• _REQUEST_: Retype the material below without any change, from the line containing "One point goes on every instance of the black neck" through the final line, including both.

• _INPUT_:
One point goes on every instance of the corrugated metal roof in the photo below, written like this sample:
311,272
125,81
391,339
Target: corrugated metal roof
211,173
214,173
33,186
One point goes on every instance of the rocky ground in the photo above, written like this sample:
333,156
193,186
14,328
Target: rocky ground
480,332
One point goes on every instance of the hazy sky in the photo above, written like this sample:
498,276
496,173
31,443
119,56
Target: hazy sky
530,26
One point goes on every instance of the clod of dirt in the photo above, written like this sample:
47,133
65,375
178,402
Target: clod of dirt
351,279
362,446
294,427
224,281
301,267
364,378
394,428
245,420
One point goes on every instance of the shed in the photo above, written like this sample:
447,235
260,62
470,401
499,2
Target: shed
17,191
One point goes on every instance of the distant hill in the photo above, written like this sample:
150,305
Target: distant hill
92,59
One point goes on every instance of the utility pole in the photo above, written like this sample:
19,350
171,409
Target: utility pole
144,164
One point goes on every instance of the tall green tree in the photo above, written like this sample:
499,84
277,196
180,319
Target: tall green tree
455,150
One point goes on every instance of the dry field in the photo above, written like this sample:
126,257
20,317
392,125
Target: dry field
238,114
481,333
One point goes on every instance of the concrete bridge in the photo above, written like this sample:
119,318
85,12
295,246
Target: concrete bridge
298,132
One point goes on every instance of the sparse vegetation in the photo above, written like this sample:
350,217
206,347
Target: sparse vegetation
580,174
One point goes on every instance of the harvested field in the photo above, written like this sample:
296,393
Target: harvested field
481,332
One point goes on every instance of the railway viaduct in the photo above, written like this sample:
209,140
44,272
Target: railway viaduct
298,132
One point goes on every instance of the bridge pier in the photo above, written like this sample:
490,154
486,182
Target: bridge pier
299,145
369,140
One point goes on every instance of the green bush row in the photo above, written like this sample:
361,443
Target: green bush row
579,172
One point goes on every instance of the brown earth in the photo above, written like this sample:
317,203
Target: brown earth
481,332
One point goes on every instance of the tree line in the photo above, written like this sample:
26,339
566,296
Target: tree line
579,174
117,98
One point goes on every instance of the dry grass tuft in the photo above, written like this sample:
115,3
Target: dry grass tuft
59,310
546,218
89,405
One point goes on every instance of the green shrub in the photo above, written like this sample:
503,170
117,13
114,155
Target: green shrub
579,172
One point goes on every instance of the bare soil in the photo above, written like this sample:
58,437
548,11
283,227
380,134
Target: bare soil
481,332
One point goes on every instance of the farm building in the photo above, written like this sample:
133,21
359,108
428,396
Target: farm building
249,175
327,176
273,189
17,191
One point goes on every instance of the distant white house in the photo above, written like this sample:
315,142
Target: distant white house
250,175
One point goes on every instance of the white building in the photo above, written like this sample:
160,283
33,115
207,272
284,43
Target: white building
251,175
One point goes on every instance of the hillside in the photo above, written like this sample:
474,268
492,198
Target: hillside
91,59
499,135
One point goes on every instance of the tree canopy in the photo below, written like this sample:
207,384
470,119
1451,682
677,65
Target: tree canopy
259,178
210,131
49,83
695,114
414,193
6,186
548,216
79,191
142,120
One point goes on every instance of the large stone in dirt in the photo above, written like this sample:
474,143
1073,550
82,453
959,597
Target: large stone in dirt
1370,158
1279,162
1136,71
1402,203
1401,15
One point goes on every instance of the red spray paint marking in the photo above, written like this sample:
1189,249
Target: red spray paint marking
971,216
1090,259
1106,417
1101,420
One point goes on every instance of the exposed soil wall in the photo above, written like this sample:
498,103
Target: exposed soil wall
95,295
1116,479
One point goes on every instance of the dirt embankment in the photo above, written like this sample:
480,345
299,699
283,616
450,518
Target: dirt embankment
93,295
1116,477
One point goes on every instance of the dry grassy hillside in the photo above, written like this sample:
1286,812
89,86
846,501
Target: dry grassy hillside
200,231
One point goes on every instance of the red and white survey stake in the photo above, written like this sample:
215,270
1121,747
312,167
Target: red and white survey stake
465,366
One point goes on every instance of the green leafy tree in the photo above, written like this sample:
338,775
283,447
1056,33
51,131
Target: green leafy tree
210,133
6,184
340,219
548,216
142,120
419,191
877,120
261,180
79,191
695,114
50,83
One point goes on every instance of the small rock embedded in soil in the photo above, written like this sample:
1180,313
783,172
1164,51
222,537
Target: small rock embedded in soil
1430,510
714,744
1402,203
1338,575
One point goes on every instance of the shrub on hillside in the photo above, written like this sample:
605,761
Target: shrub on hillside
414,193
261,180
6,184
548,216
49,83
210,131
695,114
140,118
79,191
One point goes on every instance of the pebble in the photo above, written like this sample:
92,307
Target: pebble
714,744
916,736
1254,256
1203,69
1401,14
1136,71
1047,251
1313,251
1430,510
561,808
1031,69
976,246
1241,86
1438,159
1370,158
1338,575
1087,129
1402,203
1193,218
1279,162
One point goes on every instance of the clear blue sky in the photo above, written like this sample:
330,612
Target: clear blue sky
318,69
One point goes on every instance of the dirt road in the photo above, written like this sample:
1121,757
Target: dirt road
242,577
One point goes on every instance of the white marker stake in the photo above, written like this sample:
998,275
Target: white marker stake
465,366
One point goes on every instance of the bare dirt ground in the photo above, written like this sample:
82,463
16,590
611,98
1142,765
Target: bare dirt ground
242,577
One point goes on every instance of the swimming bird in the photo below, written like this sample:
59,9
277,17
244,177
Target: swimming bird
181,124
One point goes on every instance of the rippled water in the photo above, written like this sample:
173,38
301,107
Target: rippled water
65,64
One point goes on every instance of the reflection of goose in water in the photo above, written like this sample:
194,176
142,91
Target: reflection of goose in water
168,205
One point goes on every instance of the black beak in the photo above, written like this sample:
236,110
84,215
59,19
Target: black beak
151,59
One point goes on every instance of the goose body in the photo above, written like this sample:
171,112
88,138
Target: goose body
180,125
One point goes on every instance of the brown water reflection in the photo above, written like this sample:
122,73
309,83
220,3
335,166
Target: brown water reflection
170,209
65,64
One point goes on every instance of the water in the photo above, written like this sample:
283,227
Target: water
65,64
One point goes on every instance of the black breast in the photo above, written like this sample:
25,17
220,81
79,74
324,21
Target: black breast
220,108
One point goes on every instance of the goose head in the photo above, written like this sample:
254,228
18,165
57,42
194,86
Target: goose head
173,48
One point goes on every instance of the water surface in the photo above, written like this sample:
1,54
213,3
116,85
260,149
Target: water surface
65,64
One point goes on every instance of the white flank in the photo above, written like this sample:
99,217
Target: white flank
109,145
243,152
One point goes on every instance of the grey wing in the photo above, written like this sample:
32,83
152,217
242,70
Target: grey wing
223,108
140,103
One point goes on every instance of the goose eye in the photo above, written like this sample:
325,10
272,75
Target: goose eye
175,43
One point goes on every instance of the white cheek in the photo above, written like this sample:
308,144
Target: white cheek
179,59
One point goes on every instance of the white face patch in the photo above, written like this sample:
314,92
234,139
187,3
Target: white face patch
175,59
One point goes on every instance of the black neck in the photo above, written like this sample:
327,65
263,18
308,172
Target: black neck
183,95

• _EXERCISE ANSWER_:
One point goes on every instance of the black neck in the photo above, written like this sample:
327,65
263,18
308,172
Target: black neck
183,95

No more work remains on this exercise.